Exercise – Rewrite the listing below as a JSON list of strings, one string per line, leaving out any blank lines.

[Point annotation data]
>>>>
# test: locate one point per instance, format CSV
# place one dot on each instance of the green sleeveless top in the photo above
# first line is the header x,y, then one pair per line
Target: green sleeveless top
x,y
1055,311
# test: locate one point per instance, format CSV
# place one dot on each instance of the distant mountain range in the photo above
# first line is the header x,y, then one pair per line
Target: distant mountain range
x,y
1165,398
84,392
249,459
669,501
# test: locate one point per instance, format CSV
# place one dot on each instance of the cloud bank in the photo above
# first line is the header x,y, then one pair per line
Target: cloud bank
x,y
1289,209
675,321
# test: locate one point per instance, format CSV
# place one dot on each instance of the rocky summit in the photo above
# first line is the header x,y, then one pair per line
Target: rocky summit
<<<<
Result –
[
  "# test: locate one point per instance, format CSV",
  "# place one dot on each instance of the green sleeveless top in the photo above",
  "# first line is the header x,y, then one pair per line",
  "Target: green sleeveless top",
  "x,y",
  "1055,311",
  "# test: locate one point per instance, format CSV",
  "# place one dot on each instance of the distant mountain range in the photo above",
  "# first line is the header x,y, then one pair per line",
  "Target: distant mountain range",
  "x,y",
  "1165,398",
  "84,392",
  "249,459",
  "669,501",
  "# test: locate one point per instance, format CSV",
  "# place one dot on each instance of the cloud bank in the photo above",
  "# first line is the header x,y, then one pair per line",
  "Target: cloud bank",
  "x,y",
  "1289,209",
  "675,321",
  "# test: locate one point per instance, format CSV",
  "# place one dot on each instance of the rocky summit in the photo above",
  "# first line is the header x,y, then one pair per line",
  "Target: rocky summit"
]